### WHAT YOU WILL DO
Please write out the lines again, from the first line through the line with "pixel 577 372", requests included, and shift every pixel coordinate in the answers by -118.

Start TASK MATERIAL

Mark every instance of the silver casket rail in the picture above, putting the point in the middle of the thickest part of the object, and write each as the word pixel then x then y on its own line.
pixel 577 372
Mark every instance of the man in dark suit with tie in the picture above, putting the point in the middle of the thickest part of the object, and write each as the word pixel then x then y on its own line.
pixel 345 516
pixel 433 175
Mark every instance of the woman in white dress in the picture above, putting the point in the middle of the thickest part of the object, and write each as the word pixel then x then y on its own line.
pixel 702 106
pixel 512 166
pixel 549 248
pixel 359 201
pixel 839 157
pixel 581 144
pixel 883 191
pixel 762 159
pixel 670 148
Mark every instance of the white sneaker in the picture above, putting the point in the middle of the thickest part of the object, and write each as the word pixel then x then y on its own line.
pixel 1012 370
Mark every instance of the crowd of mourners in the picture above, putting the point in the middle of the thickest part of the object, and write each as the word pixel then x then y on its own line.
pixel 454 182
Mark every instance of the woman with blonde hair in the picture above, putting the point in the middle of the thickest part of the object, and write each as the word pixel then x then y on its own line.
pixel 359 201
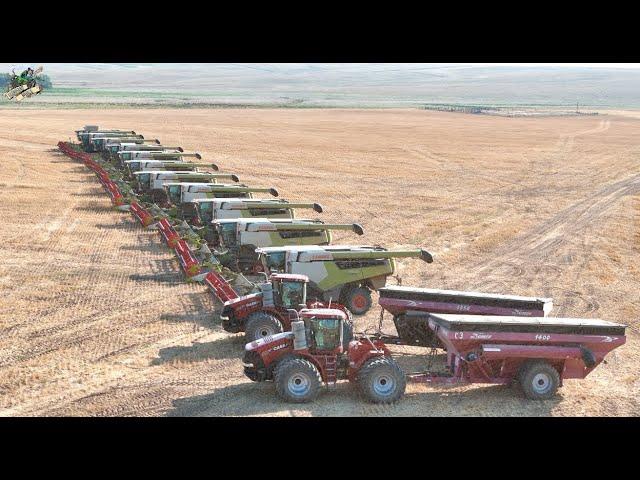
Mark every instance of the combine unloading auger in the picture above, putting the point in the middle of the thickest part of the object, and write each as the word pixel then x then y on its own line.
pixel 24 85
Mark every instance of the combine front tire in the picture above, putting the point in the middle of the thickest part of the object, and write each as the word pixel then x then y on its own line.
pixel 358 300
pixel 297 380
pixel 260 325
pixel 539 380
pixel 381 381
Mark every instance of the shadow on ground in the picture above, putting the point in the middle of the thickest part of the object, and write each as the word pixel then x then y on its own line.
pixel 229 347
pixel 251 398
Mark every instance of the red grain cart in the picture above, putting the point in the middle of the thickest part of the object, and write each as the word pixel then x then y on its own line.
pixel 413 329
pixel 537 352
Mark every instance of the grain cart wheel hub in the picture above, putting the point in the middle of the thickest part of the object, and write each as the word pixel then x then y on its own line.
pixel 297 380
pixel 539 380
pixel 381 380
pixel 260 325
pixel 358 300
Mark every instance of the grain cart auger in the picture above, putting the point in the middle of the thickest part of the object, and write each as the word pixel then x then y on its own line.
pixel 408 306
pixel 241 237
pixel 152 182
pixel 319 350
pixel 182 195
pixel 347 274
pixel 269 310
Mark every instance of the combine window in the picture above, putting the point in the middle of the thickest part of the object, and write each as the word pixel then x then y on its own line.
pixel 227 232
pixel 300 233
pixel 205 212
pixel 292 294
pixel 259 212
pixel 145 181
pixel 347 264
pixel 174 194
pixel 275 262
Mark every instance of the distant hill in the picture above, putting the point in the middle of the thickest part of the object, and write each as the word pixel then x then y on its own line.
pixel 359 84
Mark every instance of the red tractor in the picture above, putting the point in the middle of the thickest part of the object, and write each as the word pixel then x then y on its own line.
pixel 271 310
pixel 321 349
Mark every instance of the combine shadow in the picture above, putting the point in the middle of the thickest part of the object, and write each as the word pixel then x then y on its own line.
pixel 171 278
pixel 94 208
pixel 253 398
pixel 117 226
pixel 199 351
pixel 150 247
pixel 92 193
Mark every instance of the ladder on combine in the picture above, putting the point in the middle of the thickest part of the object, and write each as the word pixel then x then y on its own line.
pixel 330 369
pixel 221 288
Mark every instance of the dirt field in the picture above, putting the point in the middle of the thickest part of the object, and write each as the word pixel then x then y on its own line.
pixel 95 318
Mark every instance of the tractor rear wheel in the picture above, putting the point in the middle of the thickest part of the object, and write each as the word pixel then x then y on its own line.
pixel 297 380
pixel 381 380
pixel 358 300
pixel 260 325
pixel 539 380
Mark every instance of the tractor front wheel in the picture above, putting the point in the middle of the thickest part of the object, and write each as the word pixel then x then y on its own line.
pixel 381 381
pixel 539 380
pixel 260 325
pixel 358 300
pixel 297 380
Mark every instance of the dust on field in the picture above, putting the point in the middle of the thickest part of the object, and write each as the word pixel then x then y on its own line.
pixel 95 318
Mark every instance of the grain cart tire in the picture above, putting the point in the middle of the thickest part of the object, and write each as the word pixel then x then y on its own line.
pixel 539 380
pixel 260 325
pixel 358 300
pixel 381 381
pixel 297 380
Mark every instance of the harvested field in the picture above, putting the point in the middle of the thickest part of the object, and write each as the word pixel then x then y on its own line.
pixel 95 318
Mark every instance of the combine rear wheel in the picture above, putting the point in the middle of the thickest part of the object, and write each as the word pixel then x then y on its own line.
pixel 539 380
pixel 297 380
pixel 358 300
pixel 260 325
pixel 381 380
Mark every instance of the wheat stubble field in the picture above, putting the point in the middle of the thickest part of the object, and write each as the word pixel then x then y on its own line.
pixel 95 318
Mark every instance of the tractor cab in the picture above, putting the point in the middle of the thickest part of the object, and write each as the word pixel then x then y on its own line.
pixel 327 330
pixel 289 291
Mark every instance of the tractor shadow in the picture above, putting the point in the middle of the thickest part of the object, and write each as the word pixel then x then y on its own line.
pixel 259 398
pixel 165 278
pixel 91 193
pixel 219 349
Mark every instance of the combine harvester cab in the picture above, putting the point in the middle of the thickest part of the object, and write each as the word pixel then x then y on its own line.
pixel 347 274
pixel 184 195
pixel 84 136
pixel 89 139
pixel 408 306
pixel 208 210
pixel 241 237
pixel 133 166
pixel 152 182
pixel 272 309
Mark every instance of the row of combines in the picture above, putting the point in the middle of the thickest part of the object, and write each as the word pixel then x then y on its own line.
pixel 293 293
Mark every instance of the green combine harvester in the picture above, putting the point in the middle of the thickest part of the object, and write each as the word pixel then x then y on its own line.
pixel 346 274
pixel 242 236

End TASK MATERIAL

### FINISHED EXERCISE
Mark every instance of the silver casket rail in the picture above, putting the point in the middle of the thickest part of the object, and write each as the word pixel then x then y on its own line.
pixel 459 254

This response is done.